### WHAT YOU HAVE TO DO
Omit the images and output every line of the data below exactly.

Saved entries

........

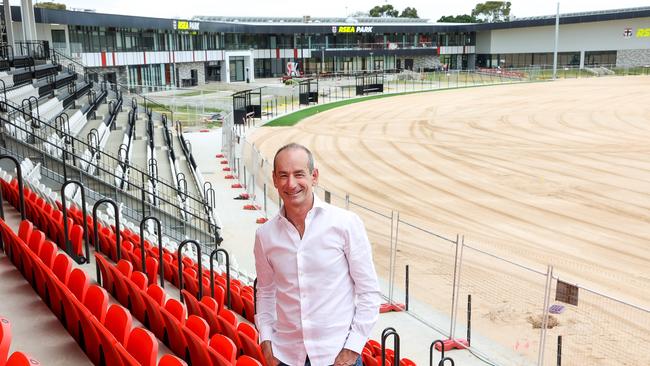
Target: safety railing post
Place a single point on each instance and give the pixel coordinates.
(64, 209)
(227, 256)
(180, 266)
(118, 243)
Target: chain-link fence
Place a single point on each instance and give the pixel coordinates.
(510, 313)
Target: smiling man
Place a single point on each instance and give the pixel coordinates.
(317, 291)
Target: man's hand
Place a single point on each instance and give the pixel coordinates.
(346, 358)
(267, 351)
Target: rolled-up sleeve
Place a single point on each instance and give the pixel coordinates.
(266, 314)
(366, 287)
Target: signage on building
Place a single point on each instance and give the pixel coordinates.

........

### OUTPUT BELOW
Target: safety railing post
Place a single point on each instance and give the pixel coordinates.
(64, 209)
(227, 256)
(180, 266)
(118, 243)
Target: chain-link fence
Place a single point on each instance and give the pixel coordinates.
(510, 313)
Target: smiling man
Place a single point on each instance and give the pixel coordinates.
(317, 291)
Target: man's hand
Place a single point on each instance and give the pixel coordinates.
(346, 358)
(267, 351)
Target: rolled-up sleeve
Place a single point on each instance and give the pixel coordinates.
(266, 314)
(366, 287)
Target: signage on building
Place a single point on each instance and give the pixel coordinates.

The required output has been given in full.